▶ _Your task_:
Reproduce without changes the rows from the line containing "trace --target=temple tiled" through the end of the rows, both ends included.

───── Dataset records ─────

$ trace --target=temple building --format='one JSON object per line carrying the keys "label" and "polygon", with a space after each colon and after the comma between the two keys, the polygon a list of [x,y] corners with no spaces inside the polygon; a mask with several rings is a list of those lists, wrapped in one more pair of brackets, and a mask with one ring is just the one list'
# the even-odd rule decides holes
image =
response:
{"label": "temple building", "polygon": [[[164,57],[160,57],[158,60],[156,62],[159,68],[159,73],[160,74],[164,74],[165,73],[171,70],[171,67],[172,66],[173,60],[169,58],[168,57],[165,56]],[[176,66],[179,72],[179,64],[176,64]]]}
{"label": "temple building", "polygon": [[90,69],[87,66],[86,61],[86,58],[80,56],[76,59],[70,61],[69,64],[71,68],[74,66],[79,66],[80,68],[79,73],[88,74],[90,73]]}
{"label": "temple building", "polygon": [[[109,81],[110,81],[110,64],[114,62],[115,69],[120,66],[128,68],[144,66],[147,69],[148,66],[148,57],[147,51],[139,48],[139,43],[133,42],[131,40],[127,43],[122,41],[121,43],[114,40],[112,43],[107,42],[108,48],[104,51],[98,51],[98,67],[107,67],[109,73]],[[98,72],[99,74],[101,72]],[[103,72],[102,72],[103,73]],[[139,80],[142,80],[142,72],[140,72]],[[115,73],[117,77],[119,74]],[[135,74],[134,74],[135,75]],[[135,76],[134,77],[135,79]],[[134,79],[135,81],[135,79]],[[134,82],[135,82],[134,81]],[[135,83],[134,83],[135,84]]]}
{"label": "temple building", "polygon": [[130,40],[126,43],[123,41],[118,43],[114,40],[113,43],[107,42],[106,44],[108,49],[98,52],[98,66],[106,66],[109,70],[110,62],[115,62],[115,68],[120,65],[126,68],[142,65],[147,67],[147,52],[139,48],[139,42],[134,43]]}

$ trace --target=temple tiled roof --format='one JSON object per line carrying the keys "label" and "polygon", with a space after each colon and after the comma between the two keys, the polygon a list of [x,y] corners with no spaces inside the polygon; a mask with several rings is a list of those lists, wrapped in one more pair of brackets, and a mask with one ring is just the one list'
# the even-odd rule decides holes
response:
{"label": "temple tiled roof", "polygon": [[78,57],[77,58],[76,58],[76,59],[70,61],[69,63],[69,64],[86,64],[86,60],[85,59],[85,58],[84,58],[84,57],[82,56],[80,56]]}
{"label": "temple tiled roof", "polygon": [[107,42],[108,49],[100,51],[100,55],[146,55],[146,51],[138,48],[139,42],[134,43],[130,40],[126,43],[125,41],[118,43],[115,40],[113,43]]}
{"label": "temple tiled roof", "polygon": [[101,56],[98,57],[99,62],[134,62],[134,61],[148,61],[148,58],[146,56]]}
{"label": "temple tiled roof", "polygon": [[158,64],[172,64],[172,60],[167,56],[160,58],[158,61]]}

─────

▶ _Result of the exercise_:
$ trace --target=temple tiled roof --format='one JSON object per line carrying the keys "label" and "polygon", with a space after each colon and after the comma between the two keys, the polygon a list of [x,y] corners with no spaces inside the polygon; a mask with several rings is a list of those lists, wrapped in one more pair of brackets, and a mask with one ring is just the one list'
# the even-odd rule decides holes
response:
{"label": "temple tiled roof", "polygon": [[78,57],[77,58],[76,58],[76,59],[70,61],[69,63],[69,64],[86,64],[86,60],[85,59],[85,58],[84,58],[84,57],[82,56],[80,56]]}
{"label": "temple tiled roof", "polygon": [[107,42],[108,49],[100,51],[100,55],[146,55],[146,51],[138,48],[139,42],[134,43],[130,40],[126,43],[125,41],[118,43],[115,40],[113,43]]}
{"label": "temple tiled roof", "polygon": [[101,56],[98,57],[99,62],[134,62],[134,61],[148,61],[148,58],[146,56]]}
{"label": "temple tiled roof", "polygon": [[158,64],[172,64],[172,60],[167,56],[160,58],[158,61]]}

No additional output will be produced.